■ **Stored dataset items**
════

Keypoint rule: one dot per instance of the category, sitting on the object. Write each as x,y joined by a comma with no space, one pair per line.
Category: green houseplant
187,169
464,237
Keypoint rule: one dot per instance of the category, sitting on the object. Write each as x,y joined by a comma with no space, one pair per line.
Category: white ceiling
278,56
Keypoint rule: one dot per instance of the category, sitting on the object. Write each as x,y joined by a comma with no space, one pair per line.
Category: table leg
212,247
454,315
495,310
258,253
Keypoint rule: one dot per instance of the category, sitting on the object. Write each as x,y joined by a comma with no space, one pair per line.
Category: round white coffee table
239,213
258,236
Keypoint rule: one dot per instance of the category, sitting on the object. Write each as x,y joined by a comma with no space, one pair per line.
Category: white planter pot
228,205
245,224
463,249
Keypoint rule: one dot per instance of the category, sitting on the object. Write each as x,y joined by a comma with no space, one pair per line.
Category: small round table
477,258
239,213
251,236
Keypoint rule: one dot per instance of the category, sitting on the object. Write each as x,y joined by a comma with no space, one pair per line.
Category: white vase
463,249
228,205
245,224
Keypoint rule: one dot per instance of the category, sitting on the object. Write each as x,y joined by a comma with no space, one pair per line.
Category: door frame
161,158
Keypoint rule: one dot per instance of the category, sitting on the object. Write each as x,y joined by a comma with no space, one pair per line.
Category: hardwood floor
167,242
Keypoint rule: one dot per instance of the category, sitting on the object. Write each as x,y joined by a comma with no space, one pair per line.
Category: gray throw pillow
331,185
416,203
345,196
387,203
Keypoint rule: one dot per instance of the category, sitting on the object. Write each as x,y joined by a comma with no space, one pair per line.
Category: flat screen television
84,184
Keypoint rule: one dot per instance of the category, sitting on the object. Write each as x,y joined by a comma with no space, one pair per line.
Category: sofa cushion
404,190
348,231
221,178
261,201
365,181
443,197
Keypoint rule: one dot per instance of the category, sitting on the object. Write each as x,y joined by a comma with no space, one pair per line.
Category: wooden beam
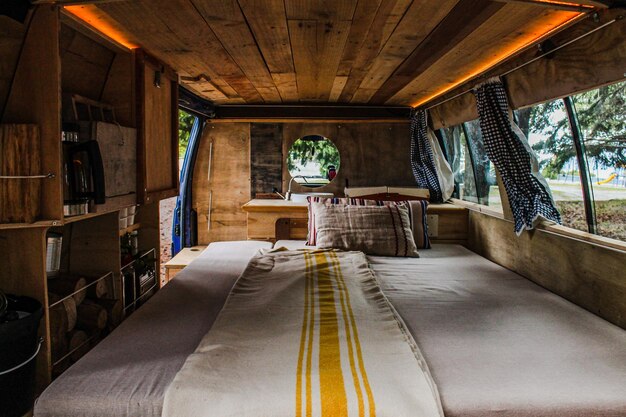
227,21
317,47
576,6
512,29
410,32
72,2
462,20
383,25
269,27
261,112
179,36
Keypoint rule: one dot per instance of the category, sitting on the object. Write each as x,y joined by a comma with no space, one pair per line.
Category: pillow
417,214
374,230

════

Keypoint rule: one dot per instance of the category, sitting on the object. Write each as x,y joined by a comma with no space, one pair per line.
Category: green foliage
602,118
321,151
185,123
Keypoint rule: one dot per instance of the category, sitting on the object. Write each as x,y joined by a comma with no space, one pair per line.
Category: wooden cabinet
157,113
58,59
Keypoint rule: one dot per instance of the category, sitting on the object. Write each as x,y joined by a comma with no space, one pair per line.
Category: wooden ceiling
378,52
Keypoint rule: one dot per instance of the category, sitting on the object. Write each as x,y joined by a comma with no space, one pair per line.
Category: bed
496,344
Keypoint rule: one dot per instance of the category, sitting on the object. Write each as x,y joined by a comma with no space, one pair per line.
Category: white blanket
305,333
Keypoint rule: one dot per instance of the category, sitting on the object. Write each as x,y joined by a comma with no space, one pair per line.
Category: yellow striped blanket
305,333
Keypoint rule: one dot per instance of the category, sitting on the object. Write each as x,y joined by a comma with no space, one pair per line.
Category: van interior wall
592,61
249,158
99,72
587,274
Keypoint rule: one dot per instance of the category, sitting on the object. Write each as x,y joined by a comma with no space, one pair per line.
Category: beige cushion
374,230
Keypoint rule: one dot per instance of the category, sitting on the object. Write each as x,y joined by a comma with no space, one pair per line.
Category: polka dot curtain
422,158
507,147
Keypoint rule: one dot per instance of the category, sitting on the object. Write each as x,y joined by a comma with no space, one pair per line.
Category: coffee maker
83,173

════

Collect every line of the records above that contains the word "white", copying each one in full. Case counts when matching.

■ **Task response**
Category: white ceiling
Category: round white coffee table
Category: white planter pot
Category: white vase
Category: white blanket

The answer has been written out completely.